begin Document extract

Guest Post: Interview with Kimberly Reed, Director of Prodigal Sons by Melissa Silvestri

by Melissa Silverstein on February 26, 2010

in Documentary,Women Directors

Kimberly Reed’s documentary, Prodigal Sons, has been a long time in the making. Growing up life seemed so perfect.  She was born as Paul McKerrow, the high school quarterback, one of the most popular guys in school. But inside, Paul felt conflicted about his gender identity. So after high school, he moved to San Francisco and experimented with living as a woman, before making the full transition to life as a woman. This change served as a major aggravation to her brother Marc, who struggled for years as the adopted son. Marc’s resulting mental instability from a brain injury at 21 only exasperated his idealization of the past and Paul’s life from twenty-five years ago.

Living as a successful editor and filmmaker in S.F. and New York, she returned to her hometown of Helena, MT for her high school reunion, and a re-connection with Marc. The film is intense, raw, and gives the audience an open intimacy into the lives of Marc and Kimberly, and finding that they have more in common than they originally thought. Prodigal Sons opens Friday, February 26 in NYC.

How did you come to recording your journey and making a narrative comparing yours and your brother’s lives?

I had recently transitioned, this is probably about sixteen or seventeen years ago, I’m walking down the street in San Francisco, and I see somebody who I used to work with. And I went up and had that sort of shocking thing of like, “Hey, it’s me,” not wanting to be nosy. And it was a dear friend, his name was Bob Hawk, we worked at Film Arts Foundation in San Francisco, supporting independent film and artists. And we’ve been in touch ever since then; he’s an executive producer on the film. But a couple of weeks after that, he kept saying, “you have to make a film about this.” And at the time, I was like “No, no, I’m not going to talk about this, this is not going to happen.”  But both of us knew there was going to be a time when it was going to happen. So fast-forward to 2005, when I finally get up the nerve to go to my high school reunion, he was the first person I called. So in a lot of ways, the journey to make this film goes back there. In other ways, the journey to make this film starts with that decision to go to the high school reunion, which I think triggered a lot of other things.

end Document extract

• _Things to do_:
1 > Answer these questions from the Prodigal Sons article:
(a) What is Kimberly Reed's hometown?
(b) On what date does Prodigal Sons open in NYC?
(c) At what organization did Reed and Bob Hawk work together?
2 > Copy the stretch of the Prodigal Sons article from "by Melissa Silverstein" through "twenty-five years ago.".
3 > According to the Prodigal Sons article, why does Reed say the journey to make the film in some ways starts with her decision to go to her high school reunion? Answer in one to three sentences.

begin Stored data

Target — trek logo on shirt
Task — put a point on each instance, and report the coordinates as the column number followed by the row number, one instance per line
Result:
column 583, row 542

end Stored data

• _Task-by-task solutions_:
1 >
(a) Helena, MT
(b) Friday, February 26
(c) Film Arts Foundation in San Francisco

2 >
by Melissa Silverstein on February 26, 2010

in Documentary,Women Directors

Kimberly Reed’s documentary, Prodigal Sons, has been a long time in the making. Growing up life seemed so perfect.  She was born as Paul McKerrow, the high school quarterback, one of the most popular guys in school. But inside, Paul felt conflicted about his gender identity. So after high school, he moved to San Francisco and experimented with living as a woman, before making the full transition to life as a woman. This change served as a major aggravation to her brother Marc, who struggled for years as the adopted son. Marc’s resulting mental instability from a brain injury at 21 only exasperated his idealization of the past and Paul’s life from twenty-five years ago.

3 > Reed says the decision to go to the reunion triggered a lot of other things.